## Provided records:
╔══

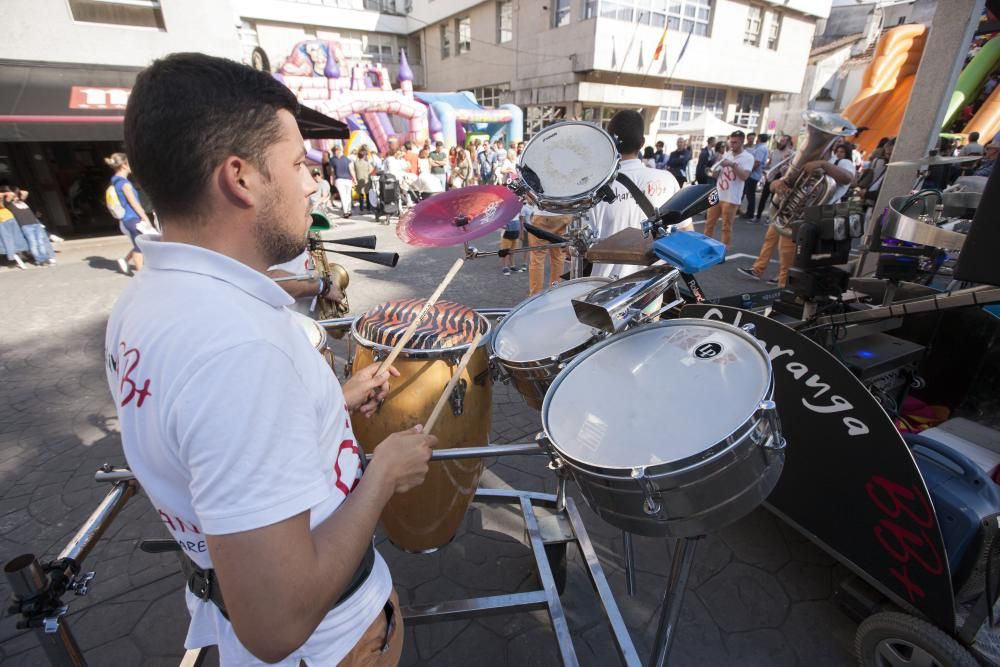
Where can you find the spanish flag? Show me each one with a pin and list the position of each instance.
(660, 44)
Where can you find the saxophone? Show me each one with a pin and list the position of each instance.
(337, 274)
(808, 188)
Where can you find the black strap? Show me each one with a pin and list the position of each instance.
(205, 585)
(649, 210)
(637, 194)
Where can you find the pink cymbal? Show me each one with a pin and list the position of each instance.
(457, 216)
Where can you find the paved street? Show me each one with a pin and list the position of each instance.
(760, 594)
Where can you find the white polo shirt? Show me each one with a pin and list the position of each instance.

╚══

## Required action:
An exact copy of the lines from the one containing "Where can you find the saxophone?" through the end of the entries is required, and nothing beyond them.

## Exercise output:
Where can you find the saxophone? Show me each one with a pin and list the position of each instance.
(337, 274)
(808, 188)
Where can you find the black strap? Show me each one with a pin and list the position of each instance.
(205, 585)
(649, 210)
(637, 194)
Where can you find the pink cymbal? Show me each one with a pin and list the position of each instance.
(457, 216)
Where can you find the paved street? Show me each one with a pin and list the position of each instance.
(760, 594)
Where can you find the white polo shirt? Show me each one with a pin and list the position of each instance.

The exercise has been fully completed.